Your task — Decide whether each statement below agrees with the text on foster care and adoption, answering yes or no and quoting the deciding words of the text. 1. The chance of finding a permanent adoptive home in TX drops sharply at around 9 years for boys and 11 years for girls. 2. The couple signed up for foster care training with Christian Family Homes in Dallas. 3. The couple first adopted because they wanted to take risks for God.

Text provided —
I came to see at first hand the drama of the children in state care: the removal from family, the complex legal process, the disruption and uncertainty of foster care. I suppose what really distressed me was the way in which a child comes into the system essentially innocent (in 99% of cases) but has a real possibility of leaving it damaged (or even guilty if as in some cases they make the transfer as teens from CPS to the criminal justice system). I can honestly say that I have never seen so many dedicated people thwarted on a daily basis by bureaucracy and the enormity of the task.
Of course, the older the child the more difficult it is to find homes. Basically there is a notable “cut off” point at around 9 years for boys and 11 years for girls where the chance of finding a permanent adoptive home in TX is reduced by 80%.
Trena and I talked and reflected many times about these issues. The question always started by being- “what can be done???” Somehow though God kept bringing it back around to “what can we do??” It’s so easy to expect something of everyone apart from ourselves. The more we complain, the more justified we feel in our indignation.
In mid- 2008 we knew that we could do more. When we first adopted, like most people, it was because we wanted children and we couldn’t have “our own”. We now realized however that we had actually done little in terms of sacrifice. We realized that actually we were playing safe, and keeping close to certainty and having control. But were we really willing to take risks for God, to just be obedient and do what we knew was right? The result was that we signed up to do training for foster care and become a licensed foster/adopt home with Christian Family Homes in Tyler.

Listed records —
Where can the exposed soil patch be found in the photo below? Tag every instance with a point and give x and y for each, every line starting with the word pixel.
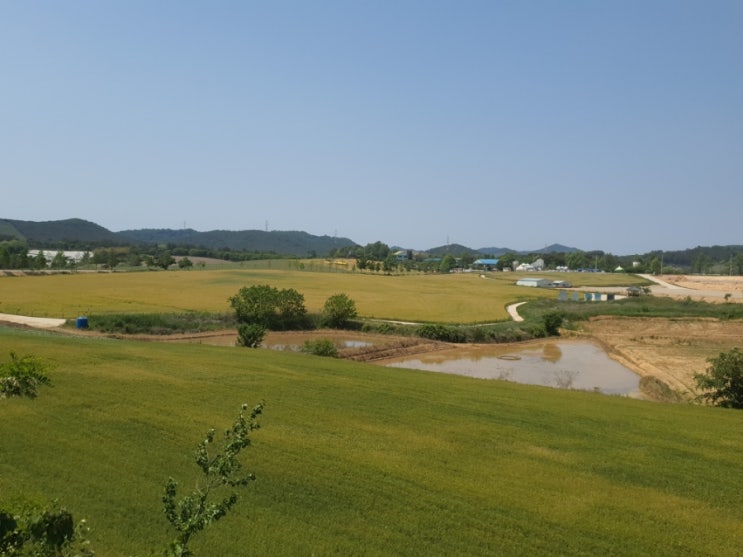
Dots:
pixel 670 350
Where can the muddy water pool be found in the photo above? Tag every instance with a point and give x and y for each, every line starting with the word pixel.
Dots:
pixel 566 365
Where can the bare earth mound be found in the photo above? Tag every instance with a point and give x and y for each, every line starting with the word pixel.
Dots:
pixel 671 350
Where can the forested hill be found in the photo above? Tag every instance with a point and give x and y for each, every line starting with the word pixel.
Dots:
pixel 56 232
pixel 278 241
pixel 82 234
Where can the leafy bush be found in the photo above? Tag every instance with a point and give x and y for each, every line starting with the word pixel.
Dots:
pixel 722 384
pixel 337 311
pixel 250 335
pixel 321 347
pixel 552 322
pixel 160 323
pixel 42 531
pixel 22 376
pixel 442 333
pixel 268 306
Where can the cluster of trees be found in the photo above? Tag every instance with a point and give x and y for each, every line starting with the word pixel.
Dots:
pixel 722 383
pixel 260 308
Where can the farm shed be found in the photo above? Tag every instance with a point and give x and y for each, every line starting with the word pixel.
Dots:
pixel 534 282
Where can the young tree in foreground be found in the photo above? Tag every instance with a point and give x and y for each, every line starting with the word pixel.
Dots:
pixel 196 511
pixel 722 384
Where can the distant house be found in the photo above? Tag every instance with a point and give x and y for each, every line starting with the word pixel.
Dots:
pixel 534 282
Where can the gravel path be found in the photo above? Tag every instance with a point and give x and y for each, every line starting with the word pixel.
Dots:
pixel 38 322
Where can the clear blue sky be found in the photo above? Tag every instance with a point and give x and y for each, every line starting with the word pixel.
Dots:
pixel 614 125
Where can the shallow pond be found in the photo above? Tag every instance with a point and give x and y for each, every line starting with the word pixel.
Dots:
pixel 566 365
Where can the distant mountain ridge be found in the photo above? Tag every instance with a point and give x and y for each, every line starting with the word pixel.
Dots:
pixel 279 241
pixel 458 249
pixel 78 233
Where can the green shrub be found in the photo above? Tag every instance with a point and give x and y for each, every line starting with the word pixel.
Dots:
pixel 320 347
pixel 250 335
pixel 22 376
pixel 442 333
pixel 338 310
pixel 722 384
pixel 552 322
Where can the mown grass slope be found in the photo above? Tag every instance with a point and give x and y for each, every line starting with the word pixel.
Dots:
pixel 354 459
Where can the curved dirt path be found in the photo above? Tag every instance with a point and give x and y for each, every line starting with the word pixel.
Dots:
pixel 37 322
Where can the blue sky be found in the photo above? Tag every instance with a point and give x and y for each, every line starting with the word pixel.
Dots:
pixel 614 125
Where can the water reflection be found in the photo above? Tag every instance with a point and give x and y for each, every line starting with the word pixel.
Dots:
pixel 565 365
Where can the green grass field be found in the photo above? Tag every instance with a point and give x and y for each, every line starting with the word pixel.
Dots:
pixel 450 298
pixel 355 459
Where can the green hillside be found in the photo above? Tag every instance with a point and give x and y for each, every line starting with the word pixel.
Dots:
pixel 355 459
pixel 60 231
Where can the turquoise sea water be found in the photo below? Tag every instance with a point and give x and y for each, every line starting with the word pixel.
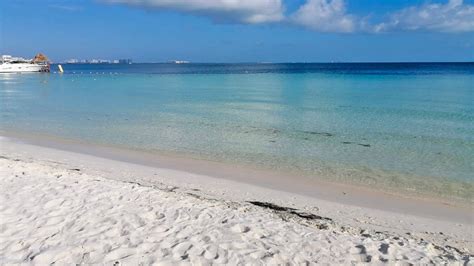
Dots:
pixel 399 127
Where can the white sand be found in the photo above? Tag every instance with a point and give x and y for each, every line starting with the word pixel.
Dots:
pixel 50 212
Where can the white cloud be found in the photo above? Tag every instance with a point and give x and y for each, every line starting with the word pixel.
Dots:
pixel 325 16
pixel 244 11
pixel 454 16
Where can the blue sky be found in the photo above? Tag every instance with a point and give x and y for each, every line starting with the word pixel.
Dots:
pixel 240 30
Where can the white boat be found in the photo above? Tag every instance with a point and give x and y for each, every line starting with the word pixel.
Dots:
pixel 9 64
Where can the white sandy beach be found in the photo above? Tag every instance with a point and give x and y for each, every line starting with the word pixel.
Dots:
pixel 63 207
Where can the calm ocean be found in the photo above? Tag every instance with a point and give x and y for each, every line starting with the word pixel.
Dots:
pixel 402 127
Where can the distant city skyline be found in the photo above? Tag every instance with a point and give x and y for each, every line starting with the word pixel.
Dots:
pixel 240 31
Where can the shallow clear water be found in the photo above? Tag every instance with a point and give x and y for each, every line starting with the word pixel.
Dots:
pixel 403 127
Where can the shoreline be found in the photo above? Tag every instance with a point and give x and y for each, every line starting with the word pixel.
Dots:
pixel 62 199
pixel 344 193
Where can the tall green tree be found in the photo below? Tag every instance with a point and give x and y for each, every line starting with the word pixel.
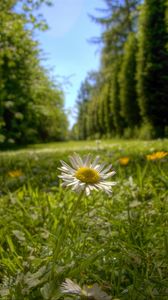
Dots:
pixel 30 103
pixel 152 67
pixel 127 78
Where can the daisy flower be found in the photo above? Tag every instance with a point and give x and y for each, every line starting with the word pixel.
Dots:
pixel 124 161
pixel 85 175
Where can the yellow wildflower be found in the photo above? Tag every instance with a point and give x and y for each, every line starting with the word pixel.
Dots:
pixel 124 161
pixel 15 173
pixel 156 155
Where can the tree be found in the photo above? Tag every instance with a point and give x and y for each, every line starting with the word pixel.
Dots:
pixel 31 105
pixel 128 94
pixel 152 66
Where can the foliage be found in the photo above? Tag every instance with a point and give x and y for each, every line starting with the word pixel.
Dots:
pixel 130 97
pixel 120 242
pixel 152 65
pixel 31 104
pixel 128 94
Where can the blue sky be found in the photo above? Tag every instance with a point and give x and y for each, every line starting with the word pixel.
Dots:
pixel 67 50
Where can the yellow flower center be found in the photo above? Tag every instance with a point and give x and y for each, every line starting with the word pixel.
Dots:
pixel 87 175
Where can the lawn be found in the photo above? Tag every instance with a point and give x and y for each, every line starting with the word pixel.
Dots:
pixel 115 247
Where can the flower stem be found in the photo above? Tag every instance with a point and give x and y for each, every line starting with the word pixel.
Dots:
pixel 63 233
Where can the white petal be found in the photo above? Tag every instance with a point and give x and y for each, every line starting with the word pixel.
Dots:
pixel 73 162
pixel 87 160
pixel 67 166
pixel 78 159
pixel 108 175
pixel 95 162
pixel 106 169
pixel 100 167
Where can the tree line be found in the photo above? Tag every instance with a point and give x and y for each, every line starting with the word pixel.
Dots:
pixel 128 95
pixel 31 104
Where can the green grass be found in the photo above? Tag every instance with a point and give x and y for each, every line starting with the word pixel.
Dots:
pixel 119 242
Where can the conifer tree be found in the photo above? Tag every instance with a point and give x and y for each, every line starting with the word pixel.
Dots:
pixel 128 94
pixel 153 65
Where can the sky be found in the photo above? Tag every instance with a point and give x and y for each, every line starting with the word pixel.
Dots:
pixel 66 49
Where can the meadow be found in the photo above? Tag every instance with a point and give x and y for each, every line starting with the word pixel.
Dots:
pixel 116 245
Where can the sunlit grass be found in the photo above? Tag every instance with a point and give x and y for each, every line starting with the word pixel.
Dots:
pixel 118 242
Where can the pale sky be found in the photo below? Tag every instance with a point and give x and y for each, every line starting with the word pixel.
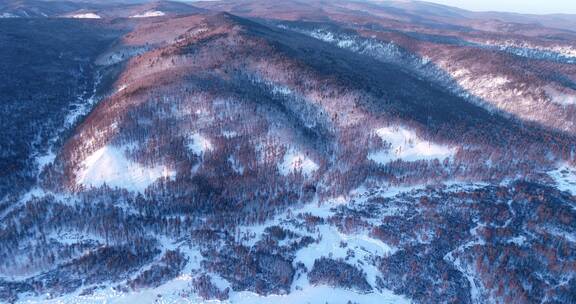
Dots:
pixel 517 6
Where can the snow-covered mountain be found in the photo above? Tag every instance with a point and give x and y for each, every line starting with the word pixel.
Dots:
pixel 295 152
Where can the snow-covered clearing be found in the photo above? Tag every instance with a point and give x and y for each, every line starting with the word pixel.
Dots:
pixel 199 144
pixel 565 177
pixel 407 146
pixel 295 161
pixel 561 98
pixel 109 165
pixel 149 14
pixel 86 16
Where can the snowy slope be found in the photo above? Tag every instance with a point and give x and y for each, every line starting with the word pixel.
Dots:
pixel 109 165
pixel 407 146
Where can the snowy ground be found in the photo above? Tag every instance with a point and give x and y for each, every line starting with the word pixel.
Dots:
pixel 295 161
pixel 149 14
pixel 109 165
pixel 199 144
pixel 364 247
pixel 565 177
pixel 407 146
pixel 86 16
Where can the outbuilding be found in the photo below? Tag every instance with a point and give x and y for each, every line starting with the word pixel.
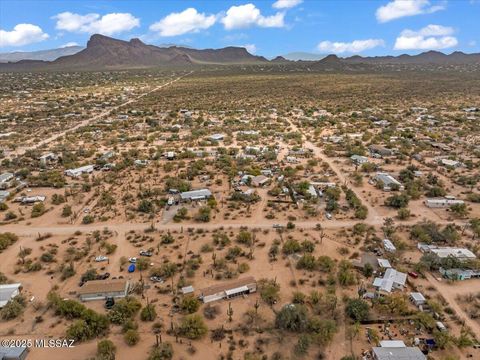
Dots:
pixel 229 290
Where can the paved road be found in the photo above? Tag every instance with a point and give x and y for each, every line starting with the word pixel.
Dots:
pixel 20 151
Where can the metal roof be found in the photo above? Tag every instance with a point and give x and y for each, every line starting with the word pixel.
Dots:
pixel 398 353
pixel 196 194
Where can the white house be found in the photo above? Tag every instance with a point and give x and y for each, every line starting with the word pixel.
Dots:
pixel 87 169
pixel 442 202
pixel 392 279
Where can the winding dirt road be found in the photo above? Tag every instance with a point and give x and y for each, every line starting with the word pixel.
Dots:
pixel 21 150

Complete answer —
1. Yes: "there is a notable “cut off” point at around 9 years for boys and 11 years for girls where the chance of finding a permanent adoptive home in TX is reduced by 80%."
2. No: "with Christian Family Homes in Tyler."
3. No: "When we first adopted, like most people, it was because we wanted children and we couldn’t have “our own”."